Work instructions. Transcribe, word for word, the line containing "the market stall" and each line following it through the end of the listing below. Omit all other lines.
╔══
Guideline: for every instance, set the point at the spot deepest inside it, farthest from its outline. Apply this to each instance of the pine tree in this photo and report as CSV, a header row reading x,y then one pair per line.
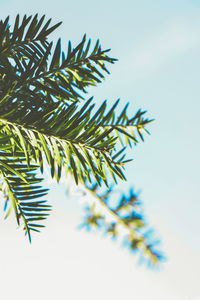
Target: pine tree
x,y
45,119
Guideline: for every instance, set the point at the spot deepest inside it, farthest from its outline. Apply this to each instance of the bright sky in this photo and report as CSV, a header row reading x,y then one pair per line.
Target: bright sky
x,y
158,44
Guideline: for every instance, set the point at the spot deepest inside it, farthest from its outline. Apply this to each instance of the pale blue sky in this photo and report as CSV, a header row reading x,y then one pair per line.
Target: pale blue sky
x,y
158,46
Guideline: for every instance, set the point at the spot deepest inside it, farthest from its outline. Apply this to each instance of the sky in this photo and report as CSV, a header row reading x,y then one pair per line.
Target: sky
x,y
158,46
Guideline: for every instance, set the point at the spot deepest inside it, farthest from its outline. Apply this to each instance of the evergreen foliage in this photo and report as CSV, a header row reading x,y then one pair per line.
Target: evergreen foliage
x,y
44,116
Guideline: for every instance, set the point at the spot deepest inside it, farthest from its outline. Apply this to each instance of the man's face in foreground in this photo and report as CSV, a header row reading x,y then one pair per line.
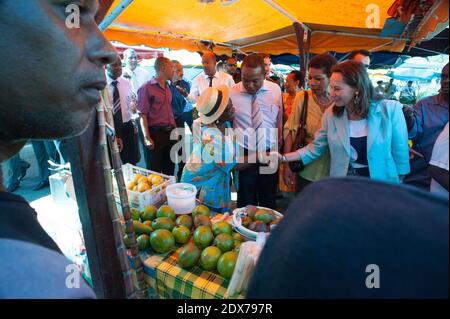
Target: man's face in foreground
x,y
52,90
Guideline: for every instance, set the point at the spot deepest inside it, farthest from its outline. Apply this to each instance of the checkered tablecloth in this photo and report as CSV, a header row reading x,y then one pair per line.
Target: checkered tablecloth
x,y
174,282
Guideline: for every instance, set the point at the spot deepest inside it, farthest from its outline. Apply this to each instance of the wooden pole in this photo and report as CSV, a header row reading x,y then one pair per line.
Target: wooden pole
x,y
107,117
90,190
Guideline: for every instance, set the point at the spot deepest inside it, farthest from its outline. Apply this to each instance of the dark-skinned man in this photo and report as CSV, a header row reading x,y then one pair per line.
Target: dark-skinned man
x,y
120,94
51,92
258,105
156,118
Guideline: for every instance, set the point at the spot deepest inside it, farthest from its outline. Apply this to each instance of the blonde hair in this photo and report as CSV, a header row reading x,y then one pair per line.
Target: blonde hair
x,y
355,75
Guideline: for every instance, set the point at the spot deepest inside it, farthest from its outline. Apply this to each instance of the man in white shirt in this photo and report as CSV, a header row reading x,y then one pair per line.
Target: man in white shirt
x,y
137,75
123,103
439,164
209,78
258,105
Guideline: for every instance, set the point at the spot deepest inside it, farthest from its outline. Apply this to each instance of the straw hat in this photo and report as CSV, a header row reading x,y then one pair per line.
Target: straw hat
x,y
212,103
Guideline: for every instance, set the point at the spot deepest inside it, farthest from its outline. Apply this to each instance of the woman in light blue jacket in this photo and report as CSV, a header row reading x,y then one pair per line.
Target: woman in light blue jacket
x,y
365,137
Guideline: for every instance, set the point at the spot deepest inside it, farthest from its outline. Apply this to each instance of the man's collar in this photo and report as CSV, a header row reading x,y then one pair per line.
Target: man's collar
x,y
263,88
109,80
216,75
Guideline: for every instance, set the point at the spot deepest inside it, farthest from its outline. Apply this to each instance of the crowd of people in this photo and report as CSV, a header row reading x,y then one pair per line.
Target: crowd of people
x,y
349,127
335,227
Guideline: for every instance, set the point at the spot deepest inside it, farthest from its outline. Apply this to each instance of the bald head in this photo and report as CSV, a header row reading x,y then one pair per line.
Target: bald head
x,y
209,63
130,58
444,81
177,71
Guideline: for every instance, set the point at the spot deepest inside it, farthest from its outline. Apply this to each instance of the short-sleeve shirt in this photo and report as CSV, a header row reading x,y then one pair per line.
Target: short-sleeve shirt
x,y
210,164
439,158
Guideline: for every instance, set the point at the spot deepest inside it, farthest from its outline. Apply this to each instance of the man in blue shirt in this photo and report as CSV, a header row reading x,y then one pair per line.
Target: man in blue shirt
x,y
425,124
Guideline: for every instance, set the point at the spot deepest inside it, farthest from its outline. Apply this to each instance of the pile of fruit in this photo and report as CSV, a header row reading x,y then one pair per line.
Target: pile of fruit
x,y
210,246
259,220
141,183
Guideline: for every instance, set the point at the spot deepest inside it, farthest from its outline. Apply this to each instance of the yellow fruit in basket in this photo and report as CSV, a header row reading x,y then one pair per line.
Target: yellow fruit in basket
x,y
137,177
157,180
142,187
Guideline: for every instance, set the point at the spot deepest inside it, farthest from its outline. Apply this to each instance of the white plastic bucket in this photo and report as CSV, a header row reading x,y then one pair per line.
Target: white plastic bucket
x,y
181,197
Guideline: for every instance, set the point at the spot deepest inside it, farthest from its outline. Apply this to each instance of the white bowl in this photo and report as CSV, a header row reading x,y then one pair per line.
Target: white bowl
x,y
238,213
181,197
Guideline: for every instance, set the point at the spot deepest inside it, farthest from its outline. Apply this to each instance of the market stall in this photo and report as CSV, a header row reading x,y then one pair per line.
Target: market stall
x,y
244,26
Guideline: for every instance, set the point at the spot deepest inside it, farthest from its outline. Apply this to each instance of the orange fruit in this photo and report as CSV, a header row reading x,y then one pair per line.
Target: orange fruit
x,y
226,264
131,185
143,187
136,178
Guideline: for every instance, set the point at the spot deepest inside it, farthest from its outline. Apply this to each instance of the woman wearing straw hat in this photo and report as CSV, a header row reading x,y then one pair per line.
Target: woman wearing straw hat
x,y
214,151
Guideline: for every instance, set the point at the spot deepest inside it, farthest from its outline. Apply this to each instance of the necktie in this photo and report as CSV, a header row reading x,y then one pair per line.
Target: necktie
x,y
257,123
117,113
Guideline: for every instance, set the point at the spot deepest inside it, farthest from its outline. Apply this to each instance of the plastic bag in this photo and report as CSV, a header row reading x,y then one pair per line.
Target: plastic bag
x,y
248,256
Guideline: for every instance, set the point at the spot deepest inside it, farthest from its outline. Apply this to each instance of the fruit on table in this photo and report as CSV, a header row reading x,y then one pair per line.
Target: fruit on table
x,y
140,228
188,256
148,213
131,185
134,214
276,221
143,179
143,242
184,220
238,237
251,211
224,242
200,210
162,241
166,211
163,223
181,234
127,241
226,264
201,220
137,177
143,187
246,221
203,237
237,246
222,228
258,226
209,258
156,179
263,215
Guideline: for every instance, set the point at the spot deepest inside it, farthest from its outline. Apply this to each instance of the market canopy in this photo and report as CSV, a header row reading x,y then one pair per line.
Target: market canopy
╚══
Exercise output.
Guideline: for every instance, set the point at the spot deepest inside it, farthest from its outline. Apply this to each instance of the market stall in this photo and report as CSV, a header row reading x,y then one pair per line.
Target: market stall
x,y
244,26
Guideline: for every instance, set the point at the spot deepest inside it, farthest from its outline. Apply this to each instance of the orange fruit in this photo and report as CSV, a header row reading x,y then one pair per line.
Target: orange fruit
x,y
226,264
131,185
143,187
136,178
Guideline: for every instance, set the point at the spot deepest inside it, farthest from its outline. Apply this to each instance of the woman wearing straw hat in this photo and report as CSV, a header row reading x,y then one pair per line.
Target: woman wearing straw hat
x,y
214,151
Guideline: for every instance, set the point at the spot deepest inside it, farthest from its outline. Apply this to each instance of the necktie in this photo and report as CSV, a header row reading x,y then one pair per line.
Target: necktie
x,y
257,123
117,113
Guideline: for every instance, set the point at the spot deepest inside it, farthest from its outline. Apply this to each instance of the plastic bag in this photo and report as CSV, a header row reading x,y then one pair per line.
Target: plastic bag
x,y
248,256
Guideline: for every instance, set the point at the spot deepest inside it, farthest from its outline. Apply this to each instance of the fruit on table in this photo and report as CSV, a header row reading x,y then one pair per line.
Target: fruit on table
x,y
140,228
188,256
148,213
131,185
134,214
276,221
143,179
143,242
184,220
238,237
251,211
224,242
200,210
162,241
166,211
163,223
181,234
127,241
226,264
201,220
137,177
143,187
246,221
203,237
237,246
222,228
258,226
209,258
156,179
263,215
Guideline: for every instance, set the point at the spot deepest inside it, farthest from its outline. Apply this to each instance of the market canopy in this photo and report as CSV, a header row reading x,y then one pair per line.
Target: market canopy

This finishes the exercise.